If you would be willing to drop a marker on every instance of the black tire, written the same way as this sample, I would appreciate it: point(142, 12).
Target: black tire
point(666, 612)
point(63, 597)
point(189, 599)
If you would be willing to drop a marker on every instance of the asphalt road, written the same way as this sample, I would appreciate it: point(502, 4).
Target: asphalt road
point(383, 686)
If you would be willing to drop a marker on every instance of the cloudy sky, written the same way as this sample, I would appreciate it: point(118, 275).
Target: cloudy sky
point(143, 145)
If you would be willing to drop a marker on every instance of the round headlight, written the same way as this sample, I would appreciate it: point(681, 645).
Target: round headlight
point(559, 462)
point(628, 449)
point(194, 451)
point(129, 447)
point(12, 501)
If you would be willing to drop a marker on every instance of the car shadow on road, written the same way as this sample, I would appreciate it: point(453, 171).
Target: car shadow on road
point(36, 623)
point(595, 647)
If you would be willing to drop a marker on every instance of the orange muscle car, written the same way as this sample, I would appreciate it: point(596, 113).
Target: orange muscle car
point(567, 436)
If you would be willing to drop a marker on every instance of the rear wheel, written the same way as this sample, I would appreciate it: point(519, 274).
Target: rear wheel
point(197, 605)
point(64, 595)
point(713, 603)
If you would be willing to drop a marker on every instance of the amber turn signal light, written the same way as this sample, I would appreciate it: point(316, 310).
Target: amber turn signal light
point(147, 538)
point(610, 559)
################
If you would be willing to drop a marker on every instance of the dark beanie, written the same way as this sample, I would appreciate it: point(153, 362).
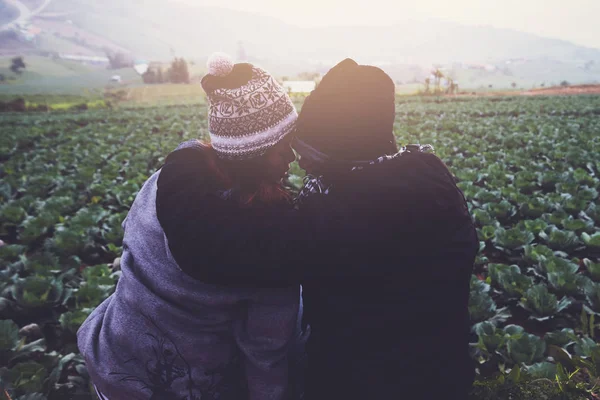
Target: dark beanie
################
**Your assignment**: Your answer should be every line above that contains the word "beanie".

**Output of the task**:
If you would be willing to drop a marker on every instance of the dark beanie, written the same way as this sample, I would appreciate it: point(153, 362).
Target: dark beanie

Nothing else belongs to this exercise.